** begin SOURCE DATA **

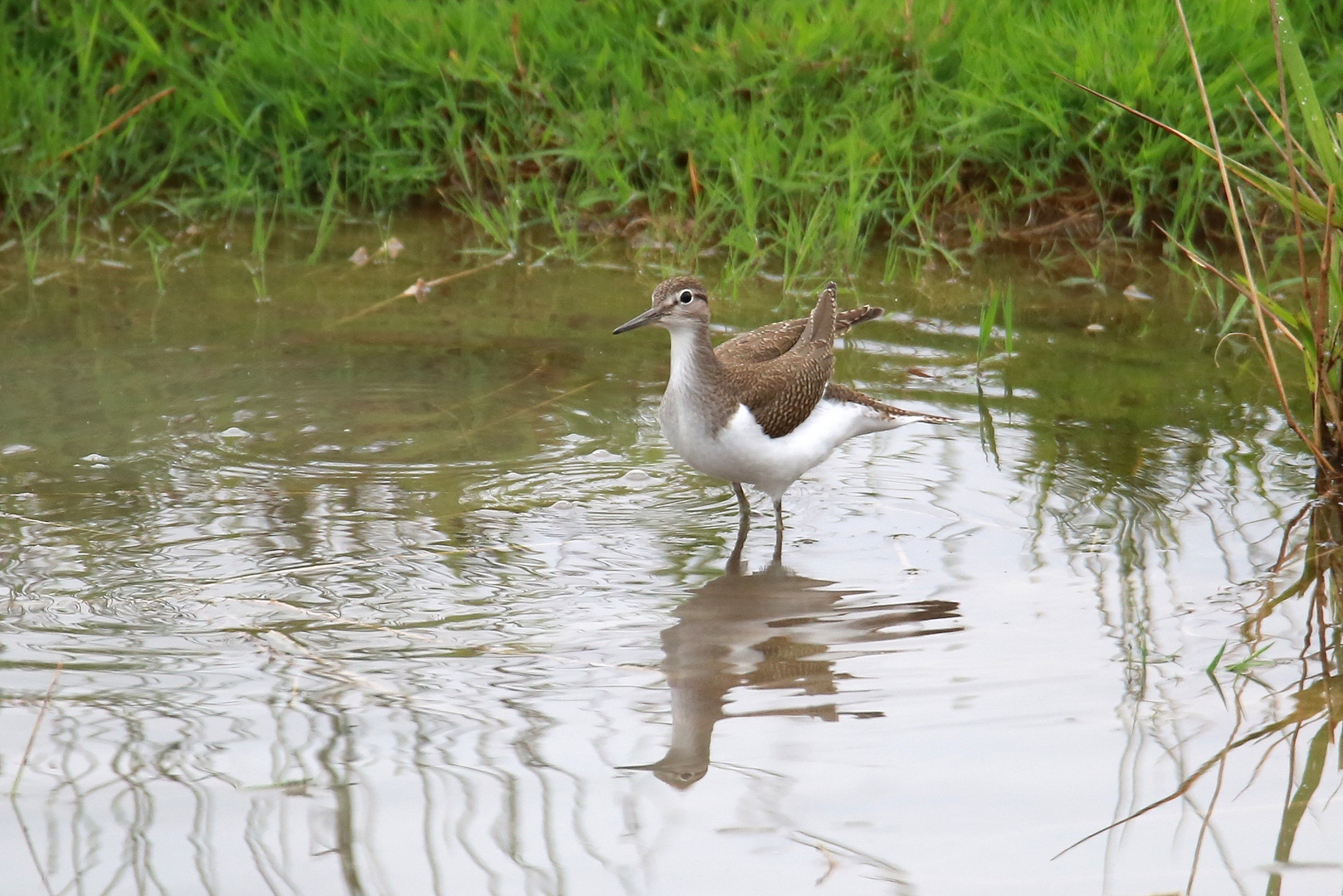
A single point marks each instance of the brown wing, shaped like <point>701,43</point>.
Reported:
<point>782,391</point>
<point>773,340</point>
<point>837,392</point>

** end SOURCE DATA **
** begin SOURCE DATA **

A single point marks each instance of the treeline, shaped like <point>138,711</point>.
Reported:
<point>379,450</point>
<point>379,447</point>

** end SOURCE DATA **

* [WHAT IS BEING ASKED] Can you set down, word for word, every line of the records from the one containing "A single point marks each instance of the brown" through the one containing "<point>837,392</point>", including both of those lines?

* [THE REPLY]
A single point marks each instance of the brown wing, shaped like <point>701,43</point>.
Reported:
<point>782,391</point>
<point>773,340</point>
<point>837,392</point>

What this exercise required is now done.